Requirement.
When a line in the records contains the string "dark", copy that line.

Point-per-instance localization data:
===============

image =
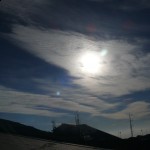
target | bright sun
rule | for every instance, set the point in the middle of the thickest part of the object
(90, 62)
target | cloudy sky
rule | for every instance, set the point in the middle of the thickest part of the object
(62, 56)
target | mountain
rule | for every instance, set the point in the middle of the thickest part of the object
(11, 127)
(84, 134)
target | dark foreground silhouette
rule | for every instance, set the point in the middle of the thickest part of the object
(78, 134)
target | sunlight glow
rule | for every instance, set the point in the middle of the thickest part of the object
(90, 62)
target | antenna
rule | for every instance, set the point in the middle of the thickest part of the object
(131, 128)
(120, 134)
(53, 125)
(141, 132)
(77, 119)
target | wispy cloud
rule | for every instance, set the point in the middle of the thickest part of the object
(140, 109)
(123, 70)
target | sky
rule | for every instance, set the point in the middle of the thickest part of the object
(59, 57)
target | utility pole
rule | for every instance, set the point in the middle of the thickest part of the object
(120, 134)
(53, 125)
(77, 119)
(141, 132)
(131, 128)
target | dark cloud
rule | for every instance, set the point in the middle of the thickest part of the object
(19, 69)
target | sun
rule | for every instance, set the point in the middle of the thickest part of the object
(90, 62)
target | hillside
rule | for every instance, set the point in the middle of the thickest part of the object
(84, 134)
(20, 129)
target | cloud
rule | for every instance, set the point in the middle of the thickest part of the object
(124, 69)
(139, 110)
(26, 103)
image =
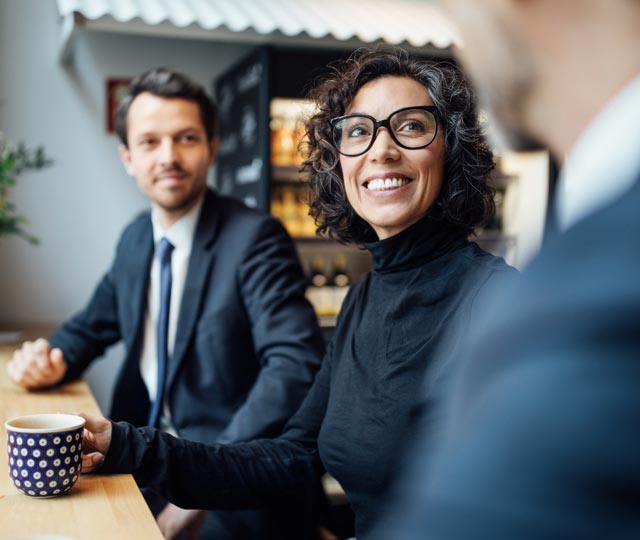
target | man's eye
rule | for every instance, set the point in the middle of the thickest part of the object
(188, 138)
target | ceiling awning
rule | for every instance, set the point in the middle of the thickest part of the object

===============

Task answer.
target | dark foreground silhouette
target | dark cloud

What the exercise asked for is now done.